- WORK REQUIRED
Please lay out the rows below as a JSON list of strings, one string per line, with blank lines left out. Leave the pictures out of the list.

- GIVEN RECORDS
◇ ◇ ◇ ◇ ◇

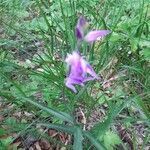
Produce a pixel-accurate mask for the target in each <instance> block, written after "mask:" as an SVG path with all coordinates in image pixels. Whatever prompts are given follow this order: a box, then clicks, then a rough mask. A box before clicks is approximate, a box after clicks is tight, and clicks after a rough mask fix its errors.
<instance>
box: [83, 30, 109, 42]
mask: <svg viewBox="0 0 150 150" xmlns="http://www.w3.org/2000/svg"><path fill="white" fill-rule="evenodd" d="M109 33H110V31H109V30H94V31H90V32H89V33H88V34H87V35H86V36H85V38H84V40H85V41H87V42H94V41H96V40H100V39H101V38H103V37H104V36H106V35H107V34H109Z"/></svg>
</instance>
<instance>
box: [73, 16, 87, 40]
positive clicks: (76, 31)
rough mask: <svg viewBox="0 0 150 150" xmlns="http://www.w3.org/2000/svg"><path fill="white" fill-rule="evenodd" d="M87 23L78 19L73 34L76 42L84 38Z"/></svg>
mask: <svg viewBox="0 0 150 150" xmlns="http://www.w3.org/2000/svg"><path fill="white" fill-rule="evenodd" d="M86 24H87V21H86V19H85V18H84V17H83V16H81V17H80V18H79V19H78V22H77V25H76V29H75V34H76V37H77V39H78V40H82V39H83V37H84V29H85V27H86Z"/></svg>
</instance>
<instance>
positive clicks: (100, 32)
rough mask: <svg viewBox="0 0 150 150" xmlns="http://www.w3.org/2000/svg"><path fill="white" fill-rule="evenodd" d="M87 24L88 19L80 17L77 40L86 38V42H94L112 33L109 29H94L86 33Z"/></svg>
mask: <svg viewBox="0 0 150 150" xmlns="http://www.w3.org/2000/svg"><path fill="white" fill-rule="evenodd" d="M86 25H87V21H86V19H85V18H84V17H83V16H81V17H80V18H79V19H78V22H77V25H76V37H77V40H85V41H86V42H89V43H91V42H94V41H98V40H101V39H102V38H103V37H105V36H106V35H107V34H109V33H110V31H109V30H93V31H90V32H88V33H87V35H84V31H85V27H86Z"/></svg>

◇ ◇ ◇ ◇ ◇

- RESPONSE BELOW
[
  "Produce a pixel-accurate mask for the target in each <instance> block, written after \"mask:\" as an SVG path with all coordinates in image pixels. Whatever prompts are given follow this order: a box, then clicks, then a rough mask. A box before clicks is approximate, a box after clicks is tight, and clicks after a rough mask fix its errors.",
  "<instance>",
  "box: [83, 30, 109, 42]",
  "mask: <svg viewBox=\"0 0 150 150\" xmlns=\"http://www.w3.org/2000/svg\"><path fill=\"white\" fill-rule=\"evenodd\" d=\"M109 33H110V31H109V30H94V31H90V32H89V33H88V34H87V35H86V36H85V38H84V40H85V41H87V42H94V41H96V40H100V39H101V38H103V37H104V36H106V35H107V34H109Z\"/></svg>",
  "</instance>",
  "<instance>",
  "box: [73, 16, 87, 40]",
  "positive clicks: (76, 31)",
  "rough mask: <svg viewBox=\"0 0 150 150\" xmlns=\"http://www.w3.org/2000/svg\"><path fill=\"white\" fill-rule=\"evenodd\" d=\"M87 23L78 19L73 34L76 42L84 38Z\"/></svg>",
  "mask: <svg viewBox=\"0 0 150 150\" xmlns=\"http://www.w3.org/2000/svg\"><path fill=\"white\" fill-rule=\"evenodd\" d=\"M86 24H87V21H86V19H85V18H84V17H83V16H81V17H80V18H79V19H78V22H77V25H76V29H75V34H76V37H77V39H78V40H82V39H83V37H84V29H85V27H86Z\"/></svg>",
  "</instance>",
  "<instance>",
  "positive clicks: (100, 32)",
  "rough mask: <svg viewBox=\"0 0 150 150\" xmlns=\"http://www.w3.org/2000/svg\"><path fill=\"white\" fill-rule=\"evenodd\" d=\"M87 24L88 19L80 17L77 40L86 38V42H94L112 33L109 29H94L86 33Z\"/></svg>",
  "mask: <svg viewBox=\"0 0 150 150\" xmlns=\"http://www.w3.org/2000/svg\"><path fill=\"white\" fill-rule=\"evenodd\" d=\"M86 25H87V21H86V19H85V18H84V17H83V16H81V17H80V18H79V19H78V22H77V25H76V37H77V40H85V41H86V42H89V43H91V42H94V41H98V40H101V39H102V38H103V37H105V36H106V35H107V34H109V33H110V31H109V30H93V31H90V32H88V33H87V35H84V31H85V27H86Z\"/></svg>"
]